## [What you need to do]
Search the material below for the string "eyebrow" and list each line that holds it.

## [Available data]
################

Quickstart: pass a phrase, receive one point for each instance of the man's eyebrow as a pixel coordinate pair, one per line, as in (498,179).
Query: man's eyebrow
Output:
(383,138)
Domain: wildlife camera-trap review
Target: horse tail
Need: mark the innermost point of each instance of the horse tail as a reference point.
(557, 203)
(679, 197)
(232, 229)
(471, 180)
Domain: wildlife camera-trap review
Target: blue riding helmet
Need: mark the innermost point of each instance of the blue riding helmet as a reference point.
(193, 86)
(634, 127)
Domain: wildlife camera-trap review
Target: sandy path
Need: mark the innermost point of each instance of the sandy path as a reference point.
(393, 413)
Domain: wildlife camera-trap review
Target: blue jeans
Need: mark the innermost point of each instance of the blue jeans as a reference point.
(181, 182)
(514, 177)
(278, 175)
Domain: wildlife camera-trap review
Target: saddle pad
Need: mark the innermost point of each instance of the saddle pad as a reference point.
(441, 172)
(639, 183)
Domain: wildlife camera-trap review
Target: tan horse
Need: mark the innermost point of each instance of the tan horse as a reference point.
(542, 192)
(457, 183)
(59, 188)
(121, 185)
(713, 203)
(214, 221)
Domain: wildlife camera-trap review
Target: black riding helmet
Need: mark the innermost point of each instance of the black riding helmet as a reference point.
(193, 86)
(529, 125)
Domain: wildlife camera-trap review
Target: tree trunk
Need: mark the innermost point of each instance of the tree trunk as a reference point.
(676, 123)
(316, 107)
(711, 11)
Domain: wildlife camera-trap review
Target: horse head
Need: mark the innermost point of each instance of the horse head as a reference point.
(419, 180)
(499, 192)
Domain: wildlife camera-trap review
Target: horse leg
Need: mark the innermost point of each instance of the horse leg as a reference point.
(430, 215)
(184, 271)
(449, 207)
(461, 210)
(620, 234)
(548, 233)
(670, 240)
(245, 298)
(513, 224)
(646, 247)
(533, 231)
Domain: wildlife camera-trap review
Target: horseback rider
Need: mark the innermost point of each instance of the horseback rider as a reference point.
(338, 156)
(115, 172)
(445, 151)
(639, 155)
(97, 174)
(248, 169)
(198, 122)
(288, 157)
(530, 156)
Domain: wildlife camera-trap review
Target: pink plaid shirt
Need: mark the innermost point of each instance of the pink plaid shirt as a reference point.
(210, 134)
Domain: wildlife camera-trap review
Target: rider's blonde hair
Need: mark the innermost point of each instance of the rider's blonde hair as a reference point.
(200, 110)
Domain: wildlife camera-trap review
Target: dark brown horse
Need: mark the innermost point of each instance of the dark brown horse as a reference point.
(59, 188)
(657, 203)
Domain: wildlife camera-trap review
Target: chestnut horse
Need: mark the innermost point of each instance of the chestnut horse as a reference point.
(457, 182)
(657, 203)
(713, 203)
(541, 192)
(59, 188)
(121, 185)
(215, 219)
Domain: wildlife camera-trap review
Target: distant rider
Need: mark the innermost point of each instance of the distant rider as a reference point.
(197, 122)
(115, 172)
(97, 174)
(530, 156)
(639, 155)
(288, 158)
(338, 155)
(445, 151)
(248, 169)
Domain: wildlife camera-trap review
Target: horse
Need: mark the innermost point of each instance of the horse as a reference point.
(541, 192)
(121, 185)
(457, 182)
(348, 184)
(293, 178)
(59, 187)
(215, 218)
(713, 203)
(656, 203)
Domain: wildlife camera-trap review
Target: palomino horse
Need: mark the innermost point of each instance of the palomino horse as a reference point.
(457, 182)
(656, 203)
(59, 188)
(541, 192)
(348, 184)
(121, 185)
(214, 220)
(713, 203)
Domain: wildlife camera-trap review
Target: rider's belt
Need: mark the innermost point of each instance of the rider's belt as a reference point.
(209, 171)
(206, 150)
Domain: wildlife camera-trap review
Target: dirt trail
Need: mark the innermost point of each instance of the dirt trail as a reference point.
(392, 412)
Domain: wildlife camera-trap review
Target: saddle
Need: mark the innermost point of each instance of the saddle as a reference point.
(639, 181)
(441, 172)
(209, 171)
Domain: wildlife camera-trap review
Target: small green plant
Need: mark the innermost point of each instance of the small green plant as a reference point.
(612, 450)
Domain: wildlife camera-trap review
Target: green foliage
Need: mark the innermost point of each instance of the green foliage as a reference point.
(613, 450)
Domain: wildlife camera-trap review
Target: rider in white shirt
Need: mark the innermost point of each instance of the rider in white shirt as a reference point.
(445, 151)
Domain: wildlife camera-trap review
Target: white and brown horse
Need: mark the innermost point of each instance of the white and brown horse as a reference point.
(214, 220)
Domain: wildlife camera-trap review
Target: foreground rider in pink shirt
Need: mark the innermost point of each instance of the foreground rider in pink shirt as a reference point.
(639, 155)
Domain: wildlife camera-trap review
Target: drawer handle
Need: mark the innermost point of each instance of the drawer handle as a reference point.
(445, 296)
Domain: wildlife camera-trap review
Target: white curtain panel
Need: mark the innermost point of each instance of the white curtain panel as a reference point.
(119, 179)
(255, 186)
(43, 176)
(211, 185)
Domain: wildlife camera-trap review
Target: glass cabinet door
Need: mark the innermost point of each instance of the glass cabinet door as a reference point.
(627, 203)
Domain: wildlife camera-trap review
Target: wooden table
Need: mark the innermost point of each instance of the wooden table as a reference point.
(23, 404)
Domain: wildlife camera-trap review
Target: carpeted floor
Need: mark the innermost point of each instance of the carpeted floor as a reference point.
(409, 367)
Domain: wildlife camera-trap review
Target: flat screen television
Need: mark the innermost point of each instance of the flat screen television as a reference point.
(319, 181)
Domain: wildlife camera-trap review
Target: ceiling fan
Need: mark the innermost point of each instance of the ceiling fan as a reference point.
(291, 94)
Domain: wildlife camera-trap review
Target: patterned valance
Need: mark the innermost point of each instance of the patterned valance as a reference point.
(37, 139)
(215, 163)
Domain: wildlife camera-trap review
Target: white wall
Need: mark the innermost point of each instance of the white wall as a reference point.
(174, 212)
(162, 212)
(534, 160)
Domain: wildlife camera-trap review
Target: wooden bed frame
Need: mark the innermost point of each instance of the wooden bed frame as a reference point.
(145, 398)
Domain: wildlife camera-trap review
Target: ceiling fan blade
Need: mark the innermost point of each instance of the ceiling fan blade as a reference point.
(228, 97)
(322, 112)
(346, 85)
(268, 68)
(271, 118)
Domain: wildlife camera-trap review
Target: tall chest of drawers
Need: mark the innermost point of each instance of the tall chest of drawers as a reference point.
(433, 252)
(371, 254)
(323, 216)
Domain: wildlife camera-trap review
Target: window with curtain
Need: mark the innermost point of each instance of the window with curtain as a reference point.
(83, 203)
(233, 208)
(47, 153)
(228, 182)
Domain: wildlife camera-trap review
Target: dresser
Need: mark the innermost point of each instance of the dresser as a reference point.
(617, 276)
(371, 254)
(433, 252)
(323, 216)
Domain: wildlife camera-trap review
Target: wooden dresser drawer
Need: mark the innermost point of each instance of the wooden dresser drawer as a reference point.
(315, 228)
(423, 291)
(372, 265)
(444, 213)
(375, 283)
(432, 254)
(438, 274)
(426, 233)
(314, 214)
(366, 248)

################

## [Worked solution]
Quickstart: pass a phrase, receive one point for each instance of the man's eyebrow as a pixel coordinate pair, one per line, as in (498,179).
Query: man's eyebrow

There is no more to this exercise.